• Problem to work on: For this task, extract exactly the lines of the data below, from the line containing "Query: dark-haired swimmer" through the last one, with pictures left out.

• Records for processing:
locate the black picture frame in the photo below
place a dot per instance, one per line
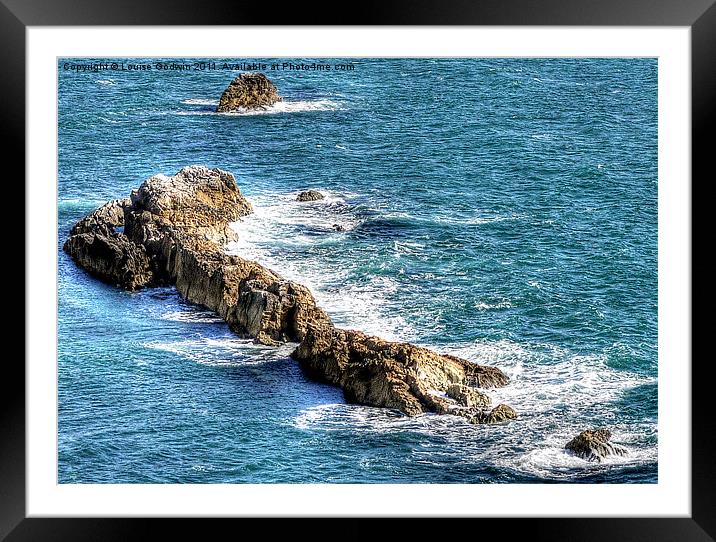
(699, 15)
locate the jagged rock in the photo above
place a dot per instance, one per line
(175, 230)
(310, 195)
(107, 217)
(248, 91)
(467, 396)
(389, 374)
(111, 257)
(594, 445)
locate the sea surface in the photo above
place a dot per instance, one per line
(502, 210)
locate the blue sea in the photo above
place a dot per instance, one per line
(501, 210)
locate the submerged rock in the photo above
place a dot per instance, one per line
(310, 195)
(594, 445)
(175, 230)
(248, 91)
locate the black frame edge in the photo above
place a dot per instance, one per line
(12, 399)
(703, 118)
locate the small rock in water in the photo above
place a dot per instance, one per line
(310, 195)
(594, 445)
(248, 91)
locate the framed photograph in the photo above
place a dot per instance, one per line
(435, 268)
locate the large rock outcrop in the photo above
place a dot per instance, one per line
(594, 445)
(248, 91)
(414, 380)
(173, 231)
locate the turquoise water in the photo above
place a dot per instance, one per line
(504, 210)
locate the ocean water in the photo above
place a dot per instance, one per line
(503, 210)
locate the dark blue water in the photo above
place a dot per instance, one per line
(504, 210)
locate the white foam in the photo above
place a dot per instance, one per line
(278, 220)
(193, 316)
(228, 351)
(549, 380)
(299, 106)
(200, 101)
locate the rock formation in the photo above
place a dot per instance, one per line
(174, 232)
(310, 195)
(248, 91)
(594, 445)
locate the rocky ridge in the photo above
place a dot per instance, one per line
(172, 230)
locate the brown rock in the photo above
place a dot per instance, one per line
(594, 445)
(111, 257)
(395, 375)
(175, 229)
(248, 91)
(310, 195)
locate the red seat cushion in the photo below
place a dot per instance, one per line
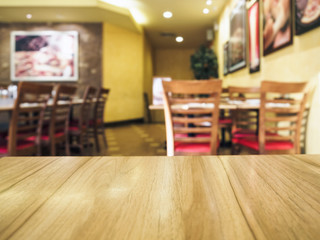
(193, 147)
(56, 135)
(74, 128)
(20, 146)
(225, 121)
(92, 122)
(271, 145)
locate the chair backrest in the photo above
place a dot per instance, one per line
(27, 116)
(192, 108)
(244, 119)
(60, 114)
(100, 103)
(281, 111)
(86, 106)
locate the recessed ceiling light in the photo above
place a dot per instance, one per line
(205, 11)
(167, 14)
(179, 39)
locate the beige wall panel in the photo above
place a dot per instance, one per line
(298, 62)
(123, 73)
(174, 62)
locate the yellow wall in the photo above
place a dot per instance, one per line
(174, 62)
(123, 73)
(298, 62)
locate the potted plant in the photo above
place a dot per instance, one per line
(204, 63)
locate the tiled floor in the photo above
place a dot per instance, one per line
(137, 140)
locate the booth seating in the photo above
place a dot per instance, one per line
(191, 116)
(281, 111)
(26, 120)
(244, 121)
(78, 129)
(96, 124)
(58, 130)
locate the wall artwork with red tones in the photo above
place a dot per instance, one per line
(277, 25)
(307, 15)
(44, 56)
(254, 37)
(237, 42)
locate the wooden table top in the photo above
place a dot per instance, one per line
(6, 105)
(212, 197)
(225, 104)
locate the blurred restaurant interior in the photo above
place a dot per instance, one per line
(160, 119)
(122, 45)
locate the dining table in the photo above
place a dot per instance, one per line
(194, 197)
(7, 104)
(225, 104)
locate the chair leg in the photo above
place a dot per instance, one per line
(53, 149)
(104, 136)
(95, 133)
(235, 149)
(67, 146)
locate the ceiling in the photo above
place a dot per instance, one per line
(188, 19)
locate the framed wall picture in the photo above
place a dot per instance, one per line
(254, 37)
(277, 25)
(157, 89)
(307, 15)
(237, 42)
(225, 59)
(44, 56)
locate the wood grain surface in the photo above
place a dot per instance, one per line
(212, 197)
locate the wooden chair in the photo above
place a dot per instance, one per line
(78, 129)
(191, 116)
(280, 119)
(244, 121)
(26, 120)
(58, 130)
(96, 125)
(225, 119)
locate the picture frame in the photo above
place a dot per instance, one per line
(277, 25)
(307, 15)
(226, 58)
(254, 37)
(157, 89)
(237, 41)
(44, 56)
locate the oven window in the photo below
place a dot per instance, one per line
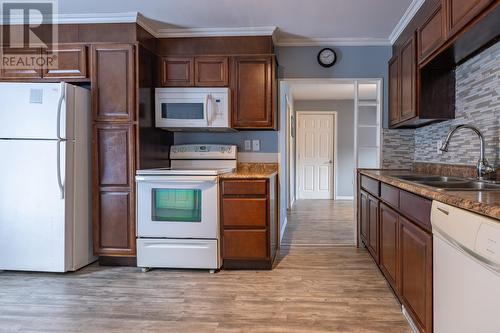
(176, 205)
(182, 111)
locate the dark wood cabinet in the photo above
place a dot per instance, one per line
(461, 12)
(114, 199)
(14, 71)
(71, 62)
(394, 96)
(113, 82)
(396, 231)
(432, 33)
(363, 216)
(253, 86)
(389, 251)
(373, 228)
(211, 71)
(416, 273)
(407, 80)
(249, 223)
(177, 71)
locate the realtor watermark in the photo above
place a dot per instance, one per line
(27, 34)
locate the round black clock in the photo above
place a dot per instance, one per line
(327, 57)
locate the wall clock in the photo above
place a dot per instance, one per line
(327, 57)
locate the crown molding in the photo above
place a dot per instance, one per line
(403, 22)
(216, 32)
(333, 42)
(127, 17)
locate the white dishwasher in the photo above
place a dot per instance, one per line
(466, 255)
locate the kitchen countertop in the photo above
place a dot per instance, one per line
(253, 171)
(486, 203)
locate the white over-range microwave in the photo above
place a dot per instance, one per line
(193, 109)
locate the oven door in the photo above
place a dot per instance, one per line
(177, 207)
(177, 110)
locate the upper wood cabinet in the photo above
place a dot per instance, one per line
(71, 62)
(199, 71)
(177, 71)
(30, 71)
(432, 33)
(460, 12)
(113, 82)
(253, 86)
(211, 71)
(407, 80)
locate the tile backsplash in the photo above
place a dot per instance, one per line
(477, 103)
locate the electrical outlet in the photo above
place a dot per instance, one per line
(248, 145)
(256, 145)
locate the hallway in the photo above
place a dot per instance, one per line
(320, 222)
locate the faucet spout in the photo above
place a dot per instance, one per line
(483, 167)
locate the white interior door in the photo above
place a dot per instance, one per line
(315, 145)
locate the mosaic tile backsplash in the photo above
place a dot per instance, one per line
(477, 103)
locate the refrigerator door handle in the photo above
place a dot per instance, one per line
(59, 107)
(60, 182)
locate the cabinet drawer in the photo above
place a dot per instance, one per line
(244, 212)
(235, 187)
(371, 185)
(389, 194)
(418, 209)
(245, 244)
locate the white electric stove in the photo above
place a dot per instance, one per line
(178, 208)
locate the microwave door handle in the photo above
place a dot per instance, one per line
(205, 115)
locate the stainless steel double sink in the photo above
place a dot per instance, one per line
(444, 183)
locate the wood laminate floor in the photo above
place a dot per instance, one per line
(312, 289)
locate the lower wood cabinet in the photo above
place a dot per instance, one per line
(416, 273)
(395, 227)
(249, 233)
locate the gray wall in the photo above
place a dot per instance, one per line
(345, 138)
(268, 139)
(352, 62)
(477, 103)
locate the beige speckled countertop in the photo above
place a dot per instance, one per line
(253, 171)
(482, 202)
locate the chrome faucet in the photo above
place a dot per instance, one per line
(484, 169)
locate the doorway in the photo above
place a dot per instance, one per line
(316, 155)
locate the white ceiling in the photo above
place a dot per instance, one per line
(315, 91)
(368, 21)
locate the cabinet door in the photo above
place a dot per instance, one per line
(211, 71)
(71, 62)
(407, 80)
(30, 70)
(363, 216)
(432, 33)
(394, 102)
(177, 71)
(253, 87)
(389, 252)
(113, 82)
(461, 12)
(373, 228)
(416, 273)
(114, 200)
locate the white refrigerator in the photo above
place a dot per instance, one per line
(45, 177)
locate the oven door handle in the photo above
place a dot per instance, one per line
(174, 179)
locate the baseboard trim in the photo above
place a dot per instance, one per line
(344, 197)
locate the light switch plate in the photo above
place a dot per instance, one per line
(256, 145)
(248, 145)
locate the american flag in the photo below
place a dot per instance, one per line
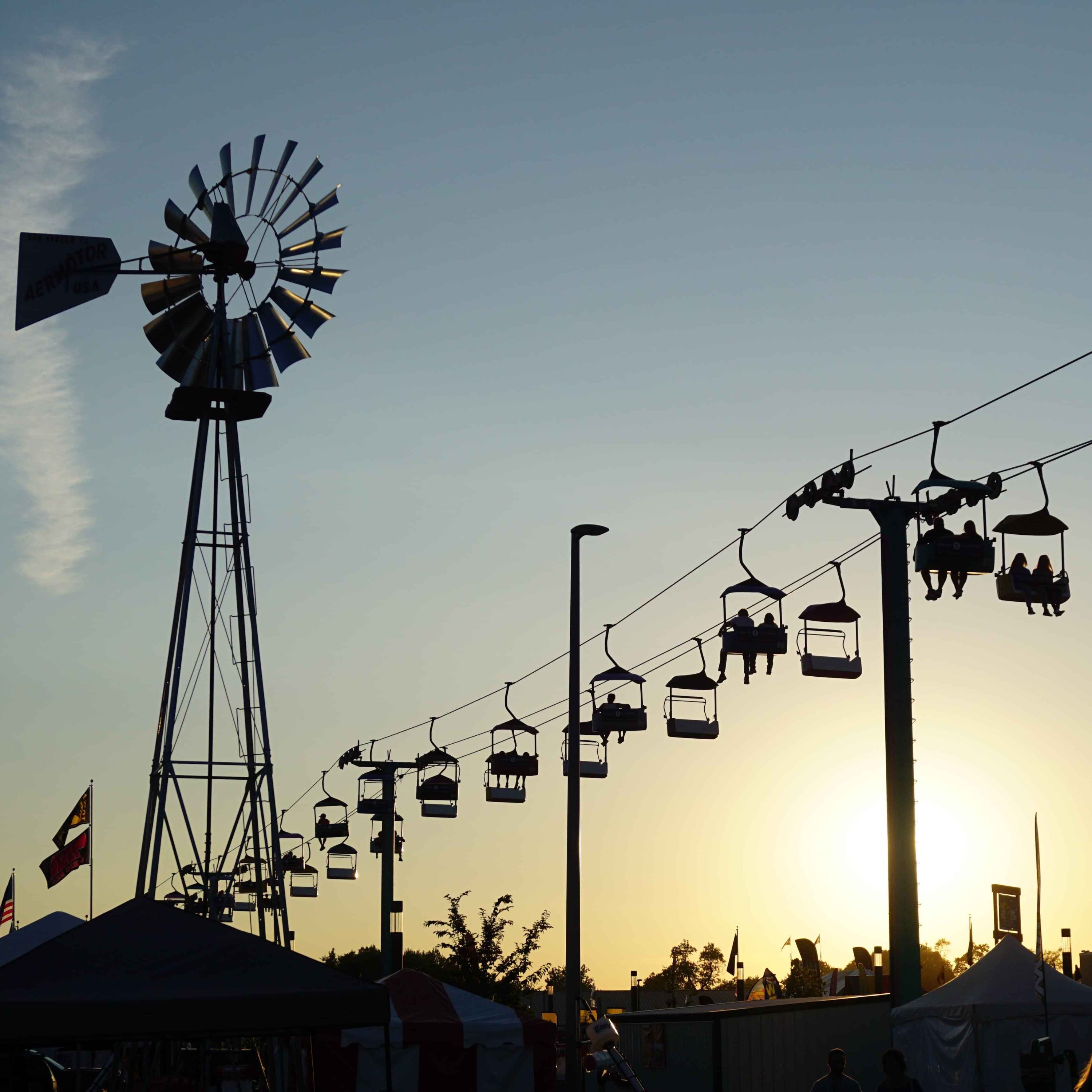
(8, 907)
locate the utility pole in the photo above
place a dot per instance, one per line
(574, 1072)
(894, 516)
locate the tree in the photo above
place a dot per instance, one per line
(936, 968)
(803, 981)
(367, 962)
(476, 961)
(680, 974)
(709, 976)
(555, 977)
(959, 966)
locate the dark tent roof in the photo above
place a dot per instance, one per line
(146, 970)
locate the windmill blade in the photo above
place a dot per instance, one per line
(256, 159)
(306, 315)
(166, 259)
(200, 191)
(314, 278)
(58, 272)
(285, 347)
(178, 357)
(324, 241)
(182, 224)
(308, 175)
(225, 171)
(178, 321)
(258, 364)
(199, 372)
(285, 157)
(328, 202)
(161, 294)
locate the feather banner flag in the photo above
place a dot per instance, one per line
(79, 816)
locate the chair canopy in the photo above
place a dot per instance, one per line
(839, 613)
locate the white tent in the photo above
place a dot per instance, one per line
(968, 1034)
(13, 945)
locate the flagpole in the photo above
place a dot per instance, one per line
(91, 850)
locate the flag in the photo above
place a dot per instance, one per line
(57, 866)
(1040, 967)
(810, 958)
(79, 816)
(8, 907)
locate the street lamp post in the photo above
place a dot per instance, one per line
(574, 1073)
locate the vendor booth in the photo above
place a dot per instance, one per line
(970, 1032)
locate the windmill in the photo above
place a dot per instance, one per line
(225, 326)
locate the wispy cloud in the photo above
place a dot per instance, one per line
(48, 119)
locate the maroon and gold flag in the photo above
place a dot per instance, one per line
(79, 816)
(77, 853)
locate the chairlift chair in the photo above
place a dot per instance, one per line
(954, 554)
(341, 862)
(616, 716)
(1034, 525)
(369, 800)
(437, 781)
(325, 827)
(304, 883)
(757, 640)
(593, 757)
(836, 614)
(697, 725)
(376, 842)
(513, 767)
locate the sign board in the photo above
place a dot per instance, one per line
(57, 272)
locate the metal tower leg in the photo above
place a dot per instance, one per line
(899, 748)
(387, 877)
(164, 734)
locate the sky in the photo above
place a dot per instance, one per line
(640, 265)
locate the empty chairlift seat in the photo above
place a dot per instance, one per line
(438, 782)
(341, 862)
(695, 722)
(593, 757)
(507, 769)
(830, 664)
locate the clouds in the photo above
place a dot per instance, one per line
(48, 120)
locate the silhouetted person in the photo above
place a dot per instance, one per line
(836, 1080)
(612, 706)
(768, 629)
(1020, 576)
(1043, 575)
(970, 535)
(743, 624)
(937, 531)
(896, 1078)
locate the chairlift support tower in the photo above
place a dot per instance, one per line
(387, 772)
(224, 325)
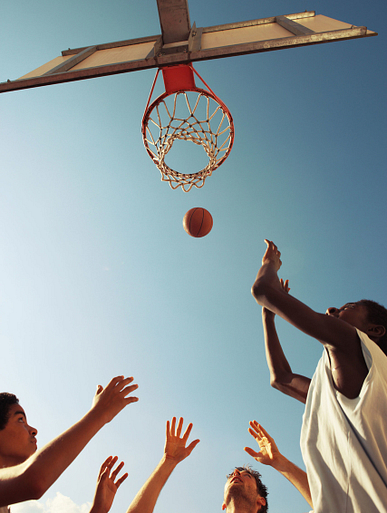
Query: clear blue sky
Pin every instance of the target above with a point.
(98, 277)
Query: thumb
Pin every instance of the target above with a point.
(251, 452)
(192, 446)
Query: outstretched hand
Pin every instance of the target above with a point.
(285, 288)
(107, 485)
(109, 401)
(175, 445)
(272, 255)
(269, 453)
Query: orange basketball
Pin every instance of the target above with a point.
(197, 222)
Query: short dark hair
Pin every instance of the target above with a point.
(262, 489)
(377, 314)
(6, 401)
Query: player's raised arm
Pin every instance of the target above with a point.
(281, 375)
(270, 455)
(31, 479)
(108, 483)
(338, 337)
(175, 451)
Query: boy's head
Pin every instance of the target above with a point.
(377, 315)
(367, 316)
(17, 438)
(245, 488)
(6, 401)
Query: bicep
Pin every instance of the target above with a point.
(296, 386)
(328, 330)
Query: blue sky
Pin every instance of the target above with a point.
(99, 278)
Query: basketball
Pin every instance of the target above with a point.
(197, 222)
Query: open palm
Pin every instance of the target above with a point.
(175, 444)
(269, 452)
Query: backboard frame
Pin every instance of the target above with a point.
(169, 49)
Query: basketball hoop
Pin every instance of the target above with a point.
(186, 112)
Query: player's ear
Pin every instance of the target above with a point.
(376, 331)
(261, 501)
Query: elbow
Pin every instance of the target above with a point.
(275, 383)
(258, 290)
(37, 490)
(35, 485)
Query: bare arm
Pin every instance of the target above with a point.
(175, 451)
(281, 375)
(338, 337)
(270, 455)
(31, 479)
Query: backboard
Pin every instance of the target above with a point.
(181, 43)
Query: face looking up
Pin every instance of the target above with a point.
(241, 487)
(17, 439)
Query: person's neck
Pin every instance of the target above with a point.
(239, 506)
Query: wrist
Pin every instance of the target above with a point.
(267, 314)
(169, 462)
(281, 463)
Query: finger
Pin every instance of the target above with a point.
(104, 466)
(123, 387)
(257, 436)
(99, 389)
(173, 426)
(253, 424)
(187, 432)
(112, 462)
(131, 399)
(127, 390)
(179, 427)
(263, 431)
(121, 480)
(114, 381)
(192, 446)
(117, 470)
(251, 452)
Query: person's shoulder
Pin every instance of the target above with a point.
(372, 353)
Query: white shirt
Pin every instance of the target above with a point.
(344, 441)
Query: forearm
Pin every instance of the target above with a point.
(276, 360)
(146, 498)
(296, 476)
(31, 479)
(281, 375)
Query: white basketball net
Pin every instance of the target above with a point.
(194, 116)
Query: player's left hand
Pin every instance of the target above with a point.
(272, 254)
(175, 444)
(107, 485)
(269, 453)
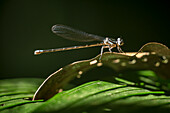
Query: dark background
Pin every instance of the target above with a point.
(25, 25)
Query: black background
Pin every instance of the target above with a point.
(25, 25)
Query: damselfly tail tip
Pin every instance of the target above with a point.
(37, 52)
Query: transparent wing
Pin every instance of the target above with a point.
(73, 34)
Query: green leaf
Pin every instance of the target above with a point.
(156, 58)
(100, 97)
(17, 93)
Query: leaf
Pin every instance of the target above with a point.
(16, 94)
(101, 97)
(155, 58)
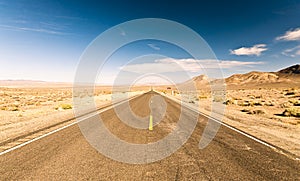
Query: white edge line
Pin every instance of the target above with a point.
(66, 126)
(216, 120)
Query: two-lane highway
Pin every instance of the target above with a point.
(66, 155)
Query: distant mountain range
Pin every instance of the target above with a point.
(288, 77)
(283, 78)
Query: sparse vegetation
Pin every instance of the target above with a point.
(295, 112)
(63, 107)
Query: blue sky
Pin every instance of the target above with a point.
(43, 40)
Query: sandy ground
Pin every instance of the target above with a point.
(25, 110)
(258, 112)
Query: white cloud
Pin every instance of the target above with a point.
(292, 52)
(291, 35)
(255, 50)
(153, 46)
(187, 65)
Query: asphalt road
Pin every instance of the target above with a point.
(66, 155)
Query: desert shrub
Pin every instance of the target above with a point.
(256, 112)
(257, 104)
(295, 102)
(218, 99)
(285, 105)
(14, 109)
(290, 93)
(244, 103)
(228, 102)
(192, 102)
(63, 107)
(246, 110)
(269, 104)
(202, 97)
(292, 112)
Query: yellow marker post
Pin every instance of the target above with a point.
(151, 123)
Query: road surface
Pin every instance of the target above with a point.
(66, 155)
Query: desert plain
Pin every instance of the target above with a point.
(265, 105)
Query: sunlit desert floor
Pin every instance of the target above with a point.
(271, 114)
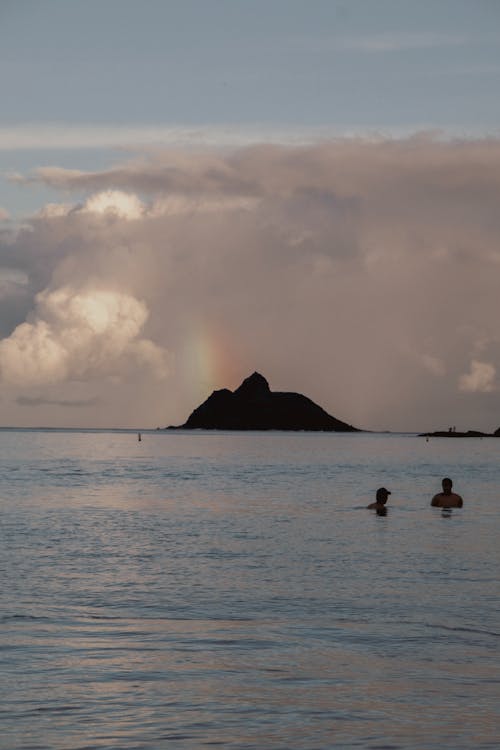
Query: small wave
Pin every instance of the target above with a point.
(459, 629)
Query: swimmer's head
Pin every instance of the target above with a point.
(382, 495)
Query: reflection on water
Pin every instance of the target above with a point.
(192, 590)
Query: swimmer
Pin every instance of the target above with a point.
(447, 498)
(380, 501)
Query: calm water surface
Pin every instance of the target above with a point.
(232, 590)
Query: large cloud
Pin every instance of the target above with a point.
(363, 273)
(78, 334)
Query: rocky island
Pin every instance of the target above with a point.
(454, 433)
(253, 406)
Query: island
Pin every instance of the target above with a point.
(454, 433)
(253, 406)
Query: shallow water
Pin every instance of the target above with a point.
(232, 590)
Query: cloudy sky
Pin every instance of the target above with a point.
(193, 191)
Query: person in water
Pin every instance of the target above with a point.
(380, 500)
(447, 498)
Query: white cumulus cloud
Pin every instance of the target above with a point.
(115, 203)
(78, 334)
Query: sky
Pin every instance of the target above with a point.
(193, 191)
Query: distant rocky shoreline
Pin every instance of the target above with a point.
(253, 406)
(453, 433)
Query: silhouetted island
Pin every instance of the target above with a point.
(253, 406)
(453, 433)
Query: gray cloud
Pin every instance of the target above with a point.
(362, 273)
(72, 404)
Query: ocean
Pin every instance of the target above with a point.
(204, 589)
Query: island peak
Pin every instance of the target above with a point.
(253, 406)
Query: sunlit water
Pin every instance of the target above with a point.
(232, 590)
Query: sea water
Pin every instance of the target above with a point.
(207, 589)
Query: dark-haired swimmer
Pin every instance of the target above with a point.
(380, 501)
(447, 498)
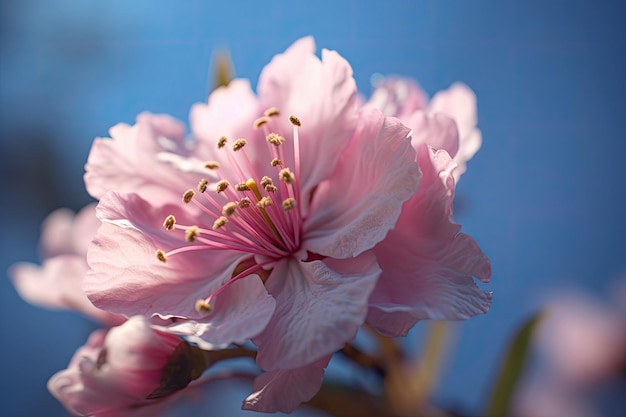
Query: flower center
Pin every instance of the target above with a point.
(255, 212)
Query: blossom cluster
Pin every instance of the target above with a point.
(280, 225)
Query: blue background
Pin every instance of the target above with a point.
(544, 196)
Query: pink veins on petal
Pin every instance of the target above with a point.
(249, 212)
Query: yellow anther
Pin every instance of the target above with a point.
(161, 256)
(203, 307)
(221, 186)
(169, 222)
(286, 175)
(260, 122)
(191, 234)
(295, 121)
(271, 112)
(275, 139)
(219, 222)
(241, 187)
(239, 143)
(229, 209)
(245, 202)
(289, 203)
(202, 184)
(188, 196)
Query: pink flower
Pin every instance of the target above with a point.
(116, 371)
(404, 99)
(57, 283)
(337, 177)
(427, 265)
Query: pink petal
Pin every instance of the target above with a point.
(58, 284)
(434, 129)
(239, 313)
(149, 158)
(319, 307)
(284, 390)
(427, 266)
(126, 277)
(362, 200)
(398, 97)
(322, 94)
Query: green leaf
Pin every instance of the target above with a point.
(512, 368)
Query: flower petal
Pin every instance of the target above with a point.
(239, 313)
(427, 266)
(126, 276)
(362, 200)
(319, 307)
(284, 390)
(323, 95)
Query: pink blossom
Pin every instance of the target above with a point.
(57, 283)
(403, 98)
(117, 371)
(427, 265)
(336, 187)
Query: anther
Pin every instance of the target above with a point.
(241, 187)
(260, 122)
(286, 175)
(169, 222)
(239, 143)
(245, 202)
(219, 222)
(161, 256)
(264, 202)
(271, 112)
(202, 184)
(203, 307)
(275, 139)
(191, 234)
(295, 121)
(229, 209)
(188, 196)
(289, 203)
(222, 186)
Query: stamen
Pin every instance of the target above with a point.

• Task answer:
Query: dark-haired swimmer
Pin every instance of the target above with a point.
(380, 501)
(447, 498)
Query: flower center
Pin every instance of the target above with a point.
(255, 212)
Query: blossom cluster
Pin every instance of the target above with a point.
(280, 225)
Query: blue background
Pin every instance of the target above with a point.
(544, 196)
Query: pink veins on petal
Pin every instance of the target above with a point.
(249, 212)
Query: yellow anther
Pin every instance of the target above with a point.
(161, 256)
(203, 307)
(221, 186)
(169, 222)
(286, 175)
(260, 122)
(191, 234)
(295, 121)
(271, 112)
(275, 139)
(219, 222)
(241, 187)
(239, 143)
(229, 209)
(245, 202)
(289, 203)
(202, 184)
(188, 196)
Query: pink flower
Pin every instance of the target above with a point.
(116, 371)
(404, 99)
(57, 283)
(337, 177)
(427, 265)
Query: pink petal
Pin every instance of the target above with a point.
(58, 284)
(434, 129)
(239, 313)
(149, 158)
(319, 307)
(284, 390)
(427, 266)
(126, 277)
(362, 200)
(398, 97)
(322, 94)
Query: green leaf
Pin every instance of the target above with a point.
(512, 368)
Query: flower petal
Pin every instance of the target above with a point.
(239, 313)
(427, 266)
(126, 276)
(362, 200)
(319, 307)
(284, 390)
(323, 95)
Query: pink blossom
Pin every instance of the target above with a point.
(57, 283)
(403, 98)
(117, 371)
(427, 265)
(336, 187)
Query: anther
Pin every instance of the target above with a point.
(241, 187)
(260, 122)
(286, 175)
(169, 222)
(239, 143)
(245, 202)
(219, 222)
(161, 256)
(264, 202)
(271, 112)
(202, 184)
(203, 307)
(275, 139)
(191, 234)
(295, 121)
(229, 209)
(188, 196)
(289, 203)
(222, 186)
Query: stamen
Pin every instance of the target above with a point.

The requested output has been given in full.